··· EXTRACT TO READ

For our first joint blog post we decided to look at this week’s #TidyTuesday dataset. Tidy Tuesday is a weekly data project aimed at the R for Data Science community. Every week a raw dataset is posted so that users can apply their R skills, get feedbak, explore other’s work, and connect with the greater #RStats community.
This week’s data is about Board Games! The data comes from the Board Game Geek database.
The first step is to download the dataset from the TidyTuesday Repository.
board_games <- readr::read_csv("https://raw.githubusercontent.com/rfordatascience/tidytuesday/master/data/2019/2019-03-12/board_games.csv")
Building a Linear Model
For this dataset we want to see if we can build a model to predict how sucessful a game’s rating might be. We begin by looking at the distribution of the average rating variable.
board_games %>%
ggplot(aes(average_rating))+
geom_histogram()
Average rating has an almost normal distribution which is good because it means we can apply a linear model to predict rating.
reg1<-lm((average_rating) ~ log2(max_players + 1) +log2(max_playtime+1) + year_published, data = board_games)
summary(reg1)
##
## Call:
## lm(formula = (average_rating) ~ log2(max_players + 1) + log2(max_playtime +
## 1) + year_published, data = board_games)
##
## Residuals:
## Min 1Q Median 3Q Max
## -4.9862 -0.4437 0.0230 0.4800 2.8934
##
## Coefficients:
## Estimate Std. Error t value Pr(>|t|)
## (Intercept) -4.670e+01 1.214e+00 -38.46 <2e-16 ***
## log2(max_players + 1) -1.951e-01 1.031e-02 -18.92 <2e-16 ***
## log2(max_playtime + 1) 1.664e-01 4.538e-03 36.68 <2e-16 ***
## year_published 2.627e-02 6.049e-04 43.44 <2e-16 ***
## ---
## Signif. codes: 0 '***' 0.001 '**' 0.01 '*' 0.05 '.' 0.1 ' ' 1
##
## Residual standard error: 0.748 on 10528 degrees of freedom
## Multiple R-squared: 0.2266, Adjusted R-squared: 0.2264
## F-statistic: 1028 on 3 and 10528 DF, p-value: < 2.2e-16
In this model we infer how well the maximum number of players, the maximum of amount of playtime, and the year that the game was published predicts the rating. Everytime you double maximum number of players expect average rating to go down by 0.195 on average. Doubling max playtime will leads to a 0.166 increase in the average rating. \(R^2\) value shows that the model explains 22.6% of the data. And all the varibales are statstically significant.

······
··· RECORDED INFORMATION

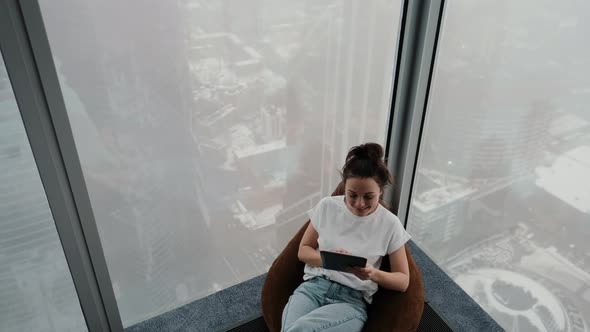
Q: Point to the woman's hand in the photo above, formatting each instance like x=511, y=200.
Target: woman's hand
x=368, y=272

······

[GIVEN INSTRUCTION]: Pick up the board game rating post after its final sentence and keep writing it. The lines play no part in this.

[TASK ANSWER]:
Tidyverse
We noticed that the Category variable contains many values seperated by comma. We decided to use the tidyverse “separate_rows” function to seperate this variable into multiple rows, this will make it easier to analyze.
categorical_variables<- board_games %>%
select(game_id, category) %>%
gather(type, value, -game_id) %>%
filter(!is.na(value)) %>%
separate_rows(value, sep = ",")
GGplot Visualization
For this visualization we want to make a boxplot of average rating by category. This will help us understand which categories correlate with higher ratings.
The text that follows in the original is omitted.